* _Record set_:

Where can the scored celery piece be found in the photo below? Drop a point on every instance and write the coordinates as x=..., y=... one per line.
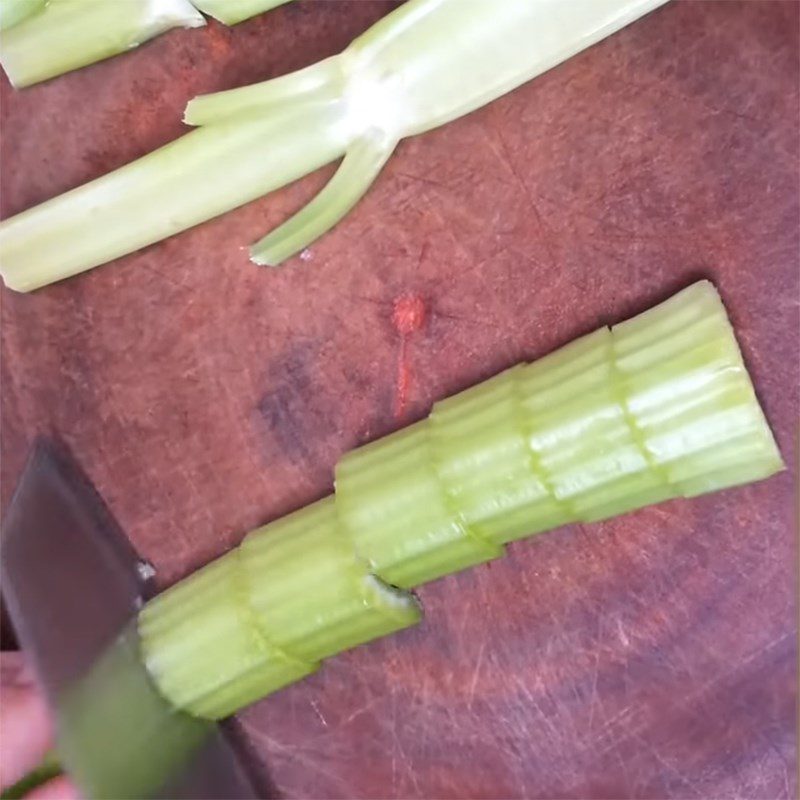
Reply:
x=482, y=459
x=657, y=407
x=14, y=11
x=232, y=11
x=68, y=34
x=312, y=596
x=392, y=505
x=203, y=646
x=691, y=396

* _What you are asked to do_: All of the material above is to be retyped verbatim, with its pictures omitted.

* _Completed exercise_:
Where can the scored celery piece be found in the photo below? Drop a point on every instance and write the coordinates as x=..., y=... one per line.
Reply:
x=482, y=459
x=657, y=407
x=14, y=11
x=232, y=11
x=68, y=34
x=312, y=596
x=392, y=505
x=203, y=646
x=691, y=396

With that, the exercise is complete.